## SUPPLIED PASSAGE

__________

OAKLAND (CBS SF) -- A civil rights complaint filed this week on behalf of West Oakland residents alleges air pollution from diesel emissions at the Port of Oakland disproportionately impacts communities of color.

The residents, the complaint alleges, experience more asthma attacks, higher rates of heart failure and strokes, and can expect to live nine years less than other Californians due to reduced air quality near the Port of Oakland.

The complaint, filed under the Civil Rights Act of 1964, alleges that the City and Port of Oakland has caused "…West Oakland residents to suffer from diesel emissions that are up to 90 times higher than California's average" and has led to West Oakland having one of the lowest life expectancies of all Oakland communities.

Environmental law firm, Earthjustice, filed the complaint on behalf of the West Oakland Environmental Indicators Project on Tuesday, stating that the poor air quality surrounding the Port of Oakland and West Oakland, which remains primarily a community of color, is largely due to the City and Port's "failure to require either a comprehensive truck management plan, or a meaningful emission reduction plan..."

__________

## DATA
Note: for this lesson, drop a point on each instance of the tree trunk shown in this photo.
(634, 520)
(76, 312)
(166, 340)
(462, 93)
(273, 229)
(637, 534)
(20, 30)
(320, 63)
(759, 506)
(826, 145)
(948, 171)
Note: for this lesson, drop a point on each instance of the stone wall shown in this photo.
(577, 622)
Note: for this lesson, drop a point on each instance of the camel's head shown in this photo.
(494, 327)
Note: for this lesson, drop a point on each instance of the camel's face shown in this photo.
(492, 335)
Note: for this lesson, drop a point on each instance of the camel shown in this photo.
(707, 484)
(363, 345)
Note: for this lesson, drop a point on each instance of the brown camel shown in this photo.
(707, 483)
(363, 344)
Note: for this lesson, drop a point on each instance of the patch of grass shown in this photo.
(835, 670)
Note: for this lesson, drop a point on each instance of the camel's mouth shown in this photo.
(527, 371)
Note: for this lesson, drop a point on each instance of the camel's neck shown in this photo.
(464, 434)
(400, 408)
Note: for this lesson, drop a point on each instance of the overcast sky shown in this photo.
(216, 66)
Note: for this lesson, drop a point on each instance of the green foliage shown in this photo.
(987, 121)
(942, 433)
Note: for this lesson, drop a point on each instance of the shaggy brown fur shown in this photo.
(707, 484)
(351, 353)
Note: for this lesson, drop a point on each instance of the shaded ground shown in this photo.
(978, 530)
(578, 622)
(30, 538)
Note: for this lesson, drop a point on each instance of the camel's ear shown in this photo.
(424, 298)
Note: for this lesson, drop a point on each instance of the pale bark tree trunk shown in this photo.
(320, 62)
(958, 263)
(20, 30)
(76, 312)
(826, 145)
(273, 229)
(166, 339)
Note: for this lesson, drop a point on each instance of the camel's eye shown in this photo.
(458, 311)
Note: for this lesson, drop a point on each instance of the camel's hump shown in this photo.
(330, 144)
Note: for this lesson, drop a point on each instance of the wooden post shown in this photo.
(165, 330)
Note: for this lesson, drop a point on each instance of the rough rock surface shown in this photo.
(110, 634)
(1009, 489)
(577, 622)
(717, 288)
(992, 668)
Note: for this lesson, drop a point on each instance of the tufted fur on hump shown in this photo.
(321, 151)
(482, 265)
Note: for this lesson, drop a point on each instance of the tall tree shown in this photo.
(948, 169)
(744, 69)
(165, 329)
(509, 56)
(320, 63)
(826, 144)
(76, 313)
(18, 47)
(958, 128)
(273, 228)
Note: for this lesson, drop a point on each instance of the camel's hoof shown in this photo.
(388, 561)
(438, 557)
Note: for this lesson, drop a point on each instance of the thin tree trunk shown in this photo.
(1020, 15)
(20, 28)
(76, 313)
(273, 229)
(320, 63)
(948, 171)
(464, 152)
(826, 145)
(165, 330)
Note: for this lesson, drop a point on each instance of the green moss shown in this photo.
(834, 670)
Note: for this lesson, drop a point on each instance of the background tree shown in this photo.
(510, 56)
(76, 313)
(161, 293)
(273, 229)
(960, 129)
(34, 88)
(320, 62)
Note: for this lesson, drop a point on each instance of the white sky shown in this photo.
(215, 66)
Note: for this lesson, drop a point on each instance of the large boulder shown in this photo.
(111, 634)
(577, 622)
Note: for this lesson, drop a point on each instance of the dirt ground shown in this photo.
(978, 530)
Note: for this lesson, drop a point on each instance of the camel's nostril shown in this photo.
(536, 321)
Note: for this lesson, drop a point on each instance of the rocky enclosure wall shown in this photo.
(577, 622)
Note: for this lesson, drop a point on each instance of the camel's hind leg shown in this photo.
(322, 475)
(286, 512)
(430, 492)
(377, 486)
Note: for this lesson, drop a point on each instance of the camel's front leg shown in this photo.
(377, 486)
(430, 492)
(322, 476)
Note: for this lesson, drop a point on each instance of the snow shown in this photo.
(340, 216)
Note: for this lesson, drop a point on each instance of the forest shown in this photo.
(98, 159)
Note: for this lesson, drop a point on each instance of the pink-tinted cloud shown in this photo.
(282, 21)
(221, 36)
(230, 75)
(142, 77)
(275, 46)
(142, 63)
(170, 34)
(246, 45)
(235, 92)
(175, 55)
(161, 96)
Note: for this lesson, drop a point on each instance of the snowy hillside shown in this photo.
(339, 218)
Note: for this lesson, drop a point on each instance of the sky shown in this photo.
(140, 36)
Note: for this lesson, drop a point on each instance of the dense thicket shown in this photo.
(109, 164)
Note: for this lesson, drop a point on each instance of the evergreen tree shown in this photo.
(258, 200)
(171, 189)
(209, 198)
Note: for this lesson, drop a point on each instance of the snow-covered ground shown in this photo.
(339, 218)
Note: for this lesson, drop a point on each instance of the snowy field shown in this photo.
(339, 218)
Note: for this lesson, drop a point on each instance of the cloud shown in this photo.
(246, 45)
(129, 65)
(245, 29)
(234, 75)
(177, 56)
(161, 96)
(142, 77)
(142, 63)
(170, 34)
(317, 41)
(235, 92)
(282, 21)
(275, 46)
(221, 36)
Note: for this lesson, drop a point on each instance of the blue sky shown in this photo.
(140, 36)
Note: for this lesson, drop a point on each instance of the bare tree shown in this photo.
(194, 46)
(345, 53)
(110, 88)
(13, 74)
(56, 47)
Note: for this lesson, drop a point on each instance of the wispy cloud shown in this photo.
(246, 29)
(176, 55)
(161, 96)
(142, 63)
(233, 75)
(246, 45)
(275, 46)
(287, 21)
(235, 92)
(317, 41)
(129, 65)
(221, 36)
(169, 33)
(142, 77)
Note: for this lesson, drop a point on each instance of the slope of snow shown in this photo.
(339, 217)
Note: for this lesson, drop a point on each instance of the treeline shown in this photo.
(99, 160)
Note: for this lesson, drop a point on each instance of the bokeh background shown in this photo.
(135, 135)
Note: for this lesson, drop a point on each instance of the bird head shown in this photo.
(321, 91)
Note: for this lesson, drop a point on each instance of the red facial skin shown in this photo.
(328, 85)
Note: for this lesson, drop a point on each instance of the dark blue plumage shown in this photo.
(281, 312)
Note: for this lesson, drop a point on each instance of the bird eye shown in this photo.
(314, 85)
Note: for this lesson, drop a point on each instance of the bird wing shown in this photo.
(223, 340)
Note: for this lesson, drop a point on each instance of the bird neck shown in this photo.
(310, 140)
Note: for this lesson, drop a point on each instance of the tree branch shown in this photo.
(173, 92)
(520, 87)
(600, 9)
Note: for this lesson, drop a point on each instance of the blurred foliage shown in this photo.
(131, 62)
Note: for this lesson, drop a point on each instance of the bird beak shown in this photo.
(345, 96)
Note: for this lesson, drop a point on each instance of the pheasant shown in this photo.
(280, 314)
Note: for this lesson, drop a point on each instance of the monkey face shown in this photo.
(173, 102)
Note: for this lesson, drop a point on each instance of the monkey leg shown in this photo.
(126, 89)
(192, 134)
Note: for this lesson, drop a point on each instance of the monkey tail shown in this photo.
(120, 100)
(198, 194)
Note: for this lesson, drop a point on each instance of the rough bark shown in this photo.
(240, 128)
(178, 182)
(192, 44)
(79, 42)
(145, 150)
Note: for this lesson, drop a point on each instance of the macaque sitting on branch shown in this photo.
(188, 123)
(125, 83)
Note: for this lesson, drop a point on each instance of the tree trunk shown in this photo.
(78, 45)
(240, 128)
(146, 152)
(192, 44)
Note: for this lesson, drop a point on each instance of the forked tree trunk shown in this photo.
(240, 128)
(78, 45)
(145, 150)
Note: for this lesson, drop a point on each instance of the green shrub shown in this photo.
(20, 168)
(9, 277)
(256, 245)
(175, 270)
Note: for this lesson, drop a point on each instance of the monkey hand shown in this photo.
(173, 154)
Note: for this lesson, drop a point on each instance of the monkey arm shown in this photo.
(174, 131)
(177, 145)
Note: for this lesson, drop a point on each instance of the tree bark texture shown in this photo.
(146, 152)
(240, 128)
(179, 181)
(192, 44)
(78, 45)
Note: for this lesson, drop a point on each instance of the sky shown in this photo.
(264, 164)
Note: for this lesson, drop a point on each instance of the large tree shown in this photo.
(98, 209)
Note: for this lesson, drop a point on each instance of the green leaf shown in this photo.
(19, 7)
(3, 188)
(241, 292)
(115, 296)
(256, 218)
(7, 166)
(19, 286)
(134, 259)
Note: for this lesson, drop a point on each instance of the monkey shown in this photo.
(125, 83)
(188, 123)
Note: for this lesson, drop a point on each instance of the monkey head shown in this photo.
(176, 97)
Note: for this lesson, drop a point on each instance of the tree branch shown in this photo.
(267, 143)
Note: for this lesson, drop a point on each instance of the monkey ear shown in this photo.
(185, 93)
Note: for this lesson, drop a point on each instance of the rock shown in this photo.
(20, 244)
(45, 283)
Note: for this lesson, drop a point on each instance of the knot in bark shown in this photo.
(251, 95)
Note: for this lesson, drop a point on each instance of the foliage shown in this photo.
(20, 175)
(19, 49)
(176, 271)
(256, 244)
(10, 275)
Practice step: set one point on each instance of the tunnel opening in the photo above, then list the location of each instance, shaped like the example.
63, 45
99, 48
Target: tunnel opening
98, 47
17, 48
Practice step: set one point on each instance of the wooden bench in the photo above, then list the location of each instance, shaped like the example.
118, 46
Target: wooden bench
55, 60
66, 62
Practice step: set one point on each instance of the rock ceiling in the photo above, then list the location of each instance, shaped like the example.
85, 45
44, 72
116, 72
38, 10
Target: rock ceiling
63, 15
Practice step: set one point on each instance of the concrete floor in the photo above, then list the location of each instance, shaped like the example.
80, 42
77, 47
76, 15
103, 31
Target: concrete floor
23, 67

__________

## PROBLEM SET
1 > In the Port of Oakland article, how many times higher than California's average does the complaint say West Oakland's diesel emissions are?
2 > Rewrite the Port of Oakland article's paragraph beginning "The residents, the complaint alleges" as a short bulleted list that keeps its main facts.
3 > Retype the part of the Port of Oakland article starting at "The residents, the" and ending at "Port of Oakland.".

## SOLUTIONS IN ORDER
1 > Up to 90 times higher.

2 >
According to the complaint, because of reduced air quality near the Port of Oakland, West Oakland residents:
- experience more asthma attacks
- have higher rates of heart failure and strokes
- can expect to live nine years less than other Californians

3 >
The residents, the complaint alleges, experience more asthma attacks, higher rates of heart failure and strokes, and can expect to live nine years less than other Californians due to reduced air quality near the Port of Oakland.